#### [Texto de lectura]

>>>

La diferencia de este tiempo con el siglo XX –cuando se construían presas por doquier, carreteras a destajo, explotaciones de hidrocarburos o megaproyectos de agroindustria– es una sociedad cada vez más informada y capaz de organizarse de manera inter y transdisciplinaria. Una sociedad plural y democrática con fuertes lazos de traducción de experiencias sociales que permite la conexión entre luchas feministas, ecologistas, pacifistas, por los drechos humanos o la diversidad sexual para lograr verdaderos bloques de participación y resistencia. Cualquiera que tenga la tentación en la administración pública o gubernamental de iniciar proyectos de gran envergadura, debería entender esto so pena de fracasar en el intento. ¿Esta sociedad disruptiva del modelo tradicional lo está llevando al colapso? Ojalá que sí.
Nunca antes en los proyectos de mega obras se ha considerado el medio ambiente, la biodiversidad ni a los grupos sociales como parte de la planeación. Y ahí está el quid tanto de la consulta libre, previa e informada como de la manifestación del impacto ambiental. Esas dos herramientas que nos dejaron las tecnocracias, pero que son útiles para evaluar –incluso antes de cualquier anuncio público– una obra, aunque esté fundamentada en las mejores intenciones de interés público: comunicar al país, generar empleos, abatir pobreza y marginación, atraer inversiones privadas, embellecer el espacio público. No hay buena intención que valga si nace con aroma autoritario. Y al leer algunas declaraciones del gobierno electo, todo parece indicar que seguiremos en el mismo camino. El tren del sureste va y nos garantizan que no habrá impactos ambientales. No sabemos si ya hicieron el análisis completo, porque los impactos ambientales van mucho más allá del sitio por donde pasa un tren: va desde el traslado de materiales y personas para la construcción hasta la presión inmobiliaria que puede atraer. Se dice, también, que la presa de El Zapotillo va, que la conexión transístmica va. ¿No es suficiente lección el aeropuerto de la Ciudad de México para cambiar el método y saber que sin consulta previa y análisis ambiental puede ser un camino a la inoperancia?

<<<

[Datos de localización en fotos anotadas]
>>>

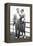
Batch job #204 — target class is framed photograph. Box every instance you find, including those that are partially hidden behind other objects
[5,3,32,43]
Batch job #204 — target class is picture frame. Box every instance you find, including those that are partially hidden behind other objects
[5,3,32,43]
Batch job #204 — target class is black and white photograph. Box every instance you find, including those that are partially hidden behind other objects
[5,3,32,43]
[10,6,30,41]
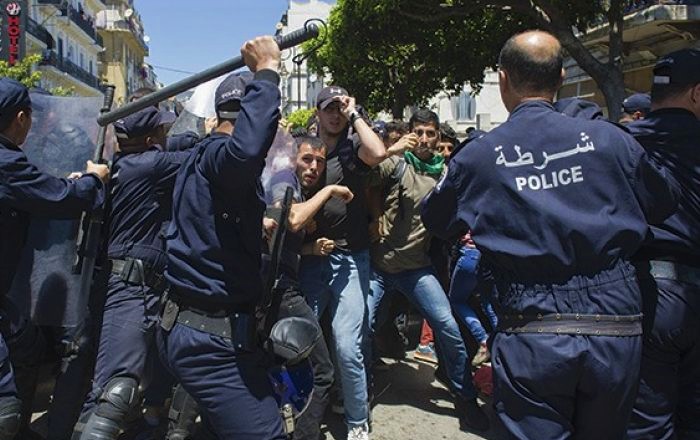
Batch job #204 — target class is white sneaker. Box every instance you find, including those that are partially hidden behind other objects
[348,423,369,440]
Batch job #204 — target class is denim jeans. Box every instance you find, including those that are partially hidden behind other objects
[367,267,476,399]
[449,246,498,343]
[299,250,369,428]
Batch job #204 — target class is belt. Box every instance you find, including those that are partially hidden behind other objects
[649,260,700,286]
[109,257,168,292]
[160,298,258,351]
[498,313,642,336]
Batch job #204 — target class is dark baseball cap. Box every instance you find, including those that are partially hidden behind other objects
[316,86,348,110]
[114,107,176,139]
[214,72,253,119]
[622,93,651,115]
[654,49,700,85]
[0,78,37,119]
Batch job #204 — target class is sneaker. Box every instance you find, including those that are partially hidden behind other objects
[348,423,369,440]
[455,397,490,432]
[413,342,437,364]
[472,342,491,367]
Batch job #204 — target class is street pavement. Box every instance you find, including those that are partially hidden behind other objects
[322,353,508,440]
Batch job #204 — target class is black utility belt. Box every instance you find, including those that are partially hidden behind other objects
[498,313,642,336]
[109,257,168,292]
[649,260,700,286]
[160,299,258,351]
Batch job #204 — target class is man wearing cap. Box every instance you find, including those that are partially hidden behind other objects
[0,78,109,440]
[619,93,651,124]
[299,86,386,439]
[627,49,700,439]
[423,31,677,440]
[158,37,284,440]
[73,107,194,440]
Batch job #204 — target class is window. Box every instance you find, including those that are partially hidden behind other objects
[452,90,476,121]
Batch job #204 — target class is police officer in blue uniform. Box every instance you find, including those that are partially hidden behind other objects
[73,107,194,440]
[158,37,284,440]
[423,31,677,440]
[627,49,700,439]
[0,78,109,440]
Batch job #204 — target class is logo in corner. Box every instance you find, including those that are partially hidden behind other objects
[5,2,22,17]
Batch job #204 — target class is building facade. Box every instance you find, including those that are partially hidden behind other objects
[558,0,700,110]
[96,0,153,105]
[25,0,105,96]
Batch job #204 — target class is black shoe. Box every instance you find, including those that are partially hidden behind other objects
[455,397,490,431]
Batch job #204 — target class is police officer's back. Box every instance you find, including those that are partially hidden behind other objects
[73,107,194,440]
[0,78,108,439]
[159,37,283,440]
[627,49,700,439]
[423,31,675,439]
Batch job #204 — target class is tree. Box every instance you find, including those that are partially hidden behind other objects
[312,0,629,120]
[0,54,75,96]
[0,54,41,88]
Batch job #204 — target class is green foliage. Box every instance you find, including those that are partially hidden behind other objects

<<<

#### [Usando la información]
**A.** Cambia "sociedad" por "ciudadanía" en el fragmento del texto sobre las megaobras que empieza en "La diferencia de" y termina en "Ojalá que sí.", y copia el resultado.
**B.** Resume en dos oraciones el texto sobre las megaobras.
**C.** Retoma el texto sobre las megaobras y continúalo a partir de donde se detiene.
Los registros proceden de una fuente distinta.

#### [Resultados por tarea]
**A.**
La diferencia de este tiempo con el siglo XX –cuando se construían presas por doquier, carreteras a destajo, explotaciones de hidrocarburos o megaproyectos de agroindustria– es una ciudadanía cada vez más informada y capaz de organizarse de manera inter y transdisciplinaria. Una ciudadanía plural y democrática con fuertes lazos de traducción de experiencias sociales que permite la conexión entre luchas feministas, ecologistas, pacifistas, por los drechos humanos o la diversidad sexual para lograr verdaderos bloques de participación y resistencia. Cualquiera que tenga la tentación en la administración pública o gubernamental de iniciar proyectos de gran envergadura, debería entender esto so pena de fracasar en el intento. ¿Esta ciudadanía disruptiva del modelo tradicional lo está llevando al colapso? Ojalá que sí.

**B.** A diferencia del siglo XX, la sociedad actual está más informada y sabe organizarse y conectar luchas feministas, ecologistas y pacifistas, algo que quien impulse proyectos de gran envergadura debe entender so pena de fracasar. Nunca antes se han considerado el medio ambiente, la biodiversidad ni los grupos sociales en la planeación de las megaobras, y ahí radica la importancia de la consulta libre, previa e informada y de la manifestación del impacto ambiental, herramientas que el gobierno electo parece dejar de lado al garantizar que el tren del sureste no tendrá impactos ambientales.

**C.**
Estamos en el momento idóneo para analizar las implicaciones sociales y ambientales del desarrollo, de la viabilidad de seguir decidiendo desde el centro obras y destinos. La desentralización debería llevarse a une nivel en el que cada región y cada comunidad decida lo que es mejor para su propia idea de prosperidad y “desarrollo”.

La caminera

El tema del Nuevo Aeropuerto Internacional de México nos debería alcanzar para debatir la cuenca completa. Estamos dejando ir la oportunidad de dejar de ver sólo a la Ciudad de México para pensar en una megalópolis rodeada de lagos –además del Nabor Carrillo, están Tecocomulco, Zumpango, Texcoco y Xochimilco–, bosques, espacio rural, zonas de producción agropecuaria, ríos. Una cuenca con parte alta y baja, no únicamente el vaso del lago. Treinta millones de personas y 120 que de algún modo pasan por aquí y cómo se puede rehabilitar y producir el espacio para que quepa todo lo que se necesita.